- Born: 5 December 1799 Bietigheim, Holy Roman Empire
- Died: 13 June 1854 (aged 54) Berlin, Germany

= Rosina Regina Ahles =

German actress

Rosina Regina Ahles (5 December 1799, Bietigheim - 13 June 1854, Berlin) was a German actress, notable in her own right and as the wife of the actor, composer and writer Albert Lortzing.

== Life ==
She was the daughter of Johannes Ahles, a gravedigger in Bietigheim, and his wife, Regina Dorothea (née Kohlbrey). After the death of her father in 1804 and her mother in 1807, she and her older brother, Jakob Christoph, were sent to an orphanage in Stuttgart. She began her career as an actress at a young age at the court theatre there. She moved to the Rhineland in 1816, where she took on roles at the Derossi theater company (“A-B-C-Theater”) run by Caroline Müller. The Lortzing family also worked for Josef Derossi. Ahles shared the stage with them for the first time at a performance of Wilhelm Tell at the Aachen Comedy House on 14 November 1818. She played the role of Berta of Bruneck, and the young Albert Lortzing played the rifleman Stüßi. After that, the Lortzings and Ahles were often seen together on stage. They also moved together from Derossi to Friedrich Sebald Ringelhardt.

(Data excerpt):
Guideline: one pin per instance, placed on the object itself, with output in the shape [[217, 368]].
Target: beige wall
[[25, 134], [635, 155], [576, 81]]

(Aim 1): Can you shorten the paragraph in the Ahles biography that begins "She was the daughter of Johannes Ahles" while keeping its main facts?
(Aim 2): Would you write out the Ahles biography starting with "Rosina Regina Ahles (5" and going on through "writer Albert Lortzing.", swapping "composer" for "songwriter"?
(Aim 3): Could you extend the biography of Rosina Regina Ahles beyond its final sentence?

(Answer 1): Ahles was the daughter of Johannes Ahles, a Bietigheim gravedigger, and Regina Dorothea (née Kohlbrey). After her father died in 1804 and her mother in 1807, she and her older brother, Jakob Christoph, were sent to an orphanage in Stuttgart, where she began acting young at the court theatre. In 1816 she moved to the Rhineland and joined the Derossi company ("A-B-C-Theater"), run by Caroline Müller, for which the Lortzing family also worked. She first performed with the Lortzings in Wilhelm Tell at the Aachen Comedy House on 14 November 1818. She played Berta of Bruneck, and the young Albert Lortzing played Stüßi. Afterward they often appeared together on stage, and they moved together from Derossi to Friedrich Sebald Ringelhardt.

(Answer 2):
Rosina Regina Ahles (5 December 1799, Bietigheim - 13 June 1854, Berlin) was a German actress, notable in her own right and as the wife of the actor, songwriter and writer Albert Lortzing.

(Answer 3):
Rosina and Albert married on 30 January 1824. After their marriage ceremony, they took in Rosina's sister, Katharine Kupfer, and her daughter, Christine. After a quarrel with her sister, her daughter Christine remained with the Lortzings as a foster child. In total, Rosina Ahles gave birth to eleven children from 1826 to 1844. She had eight daughters and three sons, five of whom died in infancy.

Despite her frequent pregnancies, Rosina Ahles continued to work as an actress in Cologne, Aachen and Dresden. In January 1825, shortly after the birth of her first child, she acted in Schiller's "Phaedra" and in Lessing's "Nathan der Weise". Further plays in which she acted during this time were "Der Unschuldige muss viel leiden" by Theodor Hell, "Der Wunderschrank" by Holbein, and "Die Schuld" by Adolf Müllner.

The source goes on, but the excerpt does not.